Passage provided
* * * *
Finally, finally … some modicum of accountability for the cover-up of child rape in the Roman Catholic church. A senior cleric in Philadelphia, Monsignor William J Lynn, acquitted of conspiracy and a second count of endangerment, was nonetheless found guilty by a jury of covering up child-rape in such a manner that the rapist was able to strike again. After the Sandusky verdict, we seem to have turned a corner in toleration of this kind of abuse of power:
Monsignor Lynn’s defense hinged on his claim that he had tried to curb abuses, but that only the cardinal had the authority to remove priests. One crucial piece of evidence was a list drawn up in 1994 by Monsignor Lynn of some three dozen active priests who had been credibly accused of sex abuses. Before the trial began, a lawyer for the archdiocese turned over to the court a frayed folder including a copy of the list, saying it had been found in a locked safe.
Prosecutors called it a smoking gun.
One of those named in 1994 as “guilty of sexual misconduct with minors” was the former Rev. Edward V. Avery, whose continued tenure in ministry was at the heart of Monsignor Lynn’s trial. Mr. Avery, now 69, spent six months in a church psychiatric center in 1993 after an abuse episode, and doctors said he should be kept away from children. But Monsignor Lynn allowed him to live in a parish rectory.
* * * *
Data to examine
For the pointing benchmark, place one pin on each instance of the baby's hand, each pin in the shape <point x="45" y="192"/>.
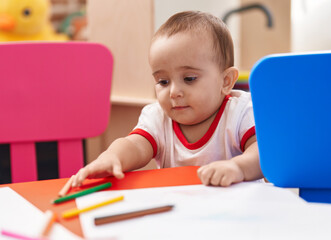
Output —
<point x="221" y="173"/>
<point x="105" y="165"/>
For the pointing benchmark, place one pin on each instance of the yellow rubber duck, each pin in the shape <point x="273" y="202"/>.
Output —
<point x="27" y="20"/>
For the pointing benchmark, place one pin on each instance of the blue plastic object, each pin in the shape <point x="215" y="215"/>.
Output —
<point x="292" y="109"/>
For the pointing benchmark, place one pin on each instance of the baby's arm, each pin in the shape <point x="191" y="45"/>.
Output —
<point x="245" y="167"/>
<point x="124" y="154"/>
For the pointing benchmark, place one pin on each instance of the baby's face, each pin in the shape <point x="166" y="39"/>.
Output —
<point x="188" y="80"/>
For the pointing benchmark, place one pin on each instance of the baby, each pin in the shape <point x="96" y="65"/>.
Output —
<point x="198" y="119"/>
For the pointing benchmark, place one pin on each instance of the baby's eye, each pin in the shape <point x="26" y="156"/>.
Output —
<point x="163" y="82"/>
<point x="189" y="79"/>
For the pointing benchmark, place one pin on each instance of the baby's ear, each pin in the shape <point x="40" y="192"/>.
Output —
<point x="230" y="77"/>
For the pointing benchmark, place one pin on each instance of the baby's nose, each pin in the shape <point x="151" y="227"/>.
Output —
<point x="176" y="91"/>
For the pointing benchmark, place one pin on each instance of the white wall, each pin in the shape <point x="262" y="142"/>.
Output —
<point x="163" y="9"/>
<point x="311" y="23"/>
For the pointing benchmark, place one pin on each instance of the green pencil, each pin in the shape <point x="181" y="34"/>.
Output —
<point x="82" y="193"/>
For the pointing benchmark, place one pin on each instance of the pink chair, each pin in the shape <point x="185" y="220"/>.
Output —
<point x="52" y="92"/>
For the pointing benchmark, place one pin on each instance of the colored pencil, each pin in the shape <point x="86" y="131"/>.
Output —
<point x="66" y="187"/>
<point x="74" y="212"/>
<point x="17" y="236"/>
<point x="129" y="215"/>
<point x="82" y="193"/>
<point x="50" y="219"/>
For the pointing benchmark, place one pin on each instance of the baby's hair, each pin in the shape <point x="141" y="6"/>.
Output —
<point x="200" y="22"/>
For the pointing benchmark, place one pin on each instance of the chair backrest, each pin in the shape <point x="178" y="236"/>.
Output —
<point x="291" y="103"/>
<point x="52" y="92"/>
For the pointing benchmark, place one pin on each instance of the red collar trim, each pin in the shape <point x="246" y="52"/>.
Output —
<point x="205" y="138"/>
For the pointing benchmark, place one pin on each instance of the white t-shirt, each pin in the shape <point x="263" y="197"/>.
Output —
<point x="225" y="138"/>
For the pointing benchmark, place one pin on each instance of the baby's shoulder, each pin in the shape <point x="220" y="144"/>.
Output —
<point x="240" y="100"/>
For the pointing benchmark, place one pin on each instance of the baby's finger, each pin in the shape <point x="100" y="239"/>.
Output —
* * * *
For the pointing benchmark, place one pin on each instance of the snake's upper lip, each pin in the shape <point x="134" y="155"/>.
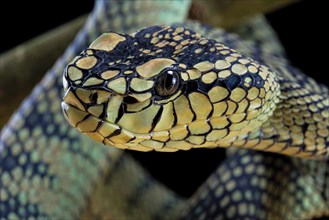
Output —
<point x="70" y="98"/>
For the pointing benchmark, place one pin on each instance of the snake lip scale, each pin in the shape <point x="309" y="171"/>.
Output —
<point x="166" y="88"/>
* * * *
Task statement
List every person whom the passage on the Philadelphia church cover-up verdict refers to by name.

Response area
- William J Lynn (Monsignor)
- Sandusky
- Edward V. Avery (former Rev.)